[PAGE EXTRACT]
After a hearing at the Southern District of Illinois' U.S. District Court, a judge will determine whether the state of Illinois must begin changing its procedures for medically treating transgender prisoners. July 31, 2019.
Nick Telep | St. Louis Public Radio
After a hearing at the Southern District of Illinois' U.S. District Court, a judge will determine whether the state of Illinois must begin changing its procedures for medically treating transgender prisoners.

Updated at 6:30 p.m., Aug. 1 with testimony from Illinois Department of Corrections officials — The American Civil Liberties Union of Illinois wants a federal judge to order the state of Illinois to change its practices for providing medical treatment to transgender prisoners. 

Current policies fail to provide adequate health care to prisoners diagnosed with gender dysphoria, according to opening arguments made Wednesday by the ACLU in a federal court in East St. Louis. Illinois Department of Correction practices deny and delay medically necessary treatment for years, leading to “profound suffering” and increasing the risks of self-harm and suicide for transgender prisoners, the ACLU’s motion argues. 

The ACLU’s motion, filed in May in the Southern District of Illinois' U.S. District Court, requests a preliminary injuction. It's the latest development in a class-action lawsuit that five transgender women represented by the ACLU filed against the department last year.

Judge Nancy Rosenstengel will rule on the ACLU’s motion after a hearing this week, which will evaluate whether the policies amount to “cruel and unusual punishment.” If the injunction is granted, the department would be required to begin changing its policies prior to the completion of the lawsuit. The case is currently scheduled to go before a jury in April 2020.
[/PAGE EXTRACT]
[MATERIAL PROVIDED]
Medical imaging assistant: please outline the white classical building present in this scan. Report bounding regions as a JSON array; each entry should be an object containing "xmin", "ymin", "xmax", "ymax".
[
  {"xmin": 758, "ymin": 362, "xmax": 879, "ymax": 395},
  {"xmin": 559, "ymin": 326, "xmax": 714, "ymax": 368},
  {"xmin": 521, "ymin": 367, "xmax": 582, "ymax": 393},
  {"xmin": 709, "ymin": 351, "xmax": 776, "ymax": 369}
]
[/MATERIAL PROVIDED]
WORK ITEM A
Reproduce the passage of the report on transgender prisoners in Illinois that begins at the words "The ACLU’s motion, filed" and stops after "department last year.".
WORK ITEM B
In the report on transgender prisoners in Illinois, when is the case scheduled to go before a jury?

WRITTEN SOLUTION A
The ACLU’s motion, filed in May in the Southern District of Illinois' U.S. District Court, requests a preliminary injuction. It's the latest development in a class-action lawsuit that five transgender women represented by the ACLU filed against the department last year.

WRITTEN SOLUTION B
April 2020